KUTIPAN TEKS =
Fenomena ini bukan sesuatu yang baru. Dalam sejarah relasi kota-desa di Indonesia, selalu ada kecenderungan masyarakat kota mengklaim superioritas modernitas sebuah warisan dari struktur kolonial yang membedakan pusat dan pinggiran, yang terwariskan hingga kini dalam bentuk stratifikasi sosial kultural.

Namun, apakah memang masyarakat kota lebih maju dan beradab? Dan apakah ekspresi masyarakat desa semata-mata bentuk “kenorakan”? Atau ini semua hanya cermin dari ketegangan sosial yang lebih dalam: tentang siapa yang berkuasa membentuk makna tentang “kemajuan”?

Kota: Representasi Modernitas Semu?

Dalam kajian sosiologi perkotaan, kota sering dianggap sebagai ruang dinamis modernitas. Menurut Louis Wirth (1938), kota adalah tempat terbentuknya pola kehidupan yang lebih sekuler, rasional, dan individualistik. Kota dipenuhi dengan keragaman, mobilitas sosial, dan aneka kesempatan ekonomi. Namun, di balik kerlap-kerlip gedung dan gemerlap hiburan malam, masyarakat kota juga menderita: tekanan pekerjaan, keterasingan sosial, kompetisi status, hingga beban cicilan yang menjerat.

Mereka menjadi pekerja dalam ekosistem ekonomi kapitalistik yang menuntut performa konstan, namun membiarkan individu larut dalam kehampaan emosional. Dalam kekosongan ini, media sosial menjadi ruang pelarian. Namun, alih-alih menjadi ruang penyembuhan, media sosial justru menjadi medan baru pelampiasan frustrasi dan masyarakat desa, dengan ekspresinya yang dianggap “eksentrik”, menjadi korban cibiran kolektif.

SOAL LATIHAN =
a) Sebutkan semua penderitaan masyarakat kota yang disebutkan dalam teks tentang relasi kota-desa.
b) Sambunglah teks tentang relasi kota-desa mulai dari bagian terakhirnya.

DATA YANG DISEDIAKAN =
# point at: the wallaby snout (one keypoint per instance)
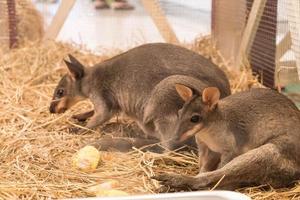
(68, 91)
(58, 106)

HASIL LATIHAN =
a)
- tekanan pekerjaan
- keterasingan sosial
- kompetisi status
- beban cicilan yang menjerat

b)
Desa: Ruang Budaya, Bukan Sekadar Tertinggal

Berbeda dari kota, desa secara tradisional dipandang sebagai ruang keterikatan sosial yang lebih kuat. Dalam sosiologi pedesaan, desa bukan hanya soal infrastruktur terbatas, tapi tentang kohesi sosial, relasi antar manusia yang lebih erat, dan ekspresi budaya yang hidup.

Fenomena sound horeg, tari kesurupan, hingga kenalpot dibakar bukan sekadar tontonan “liar”, tapi merupakan bentuk ekspresi afeksi dan eksistensi kelompok muda pedesaan. Mereka merayakan ruangnya sendiri, di tengah keterbatasan akses hiburan dan fasilitas. Budaya ini tumbuh dari bawah, bukan diimpor dari pusat kekuasaan modal.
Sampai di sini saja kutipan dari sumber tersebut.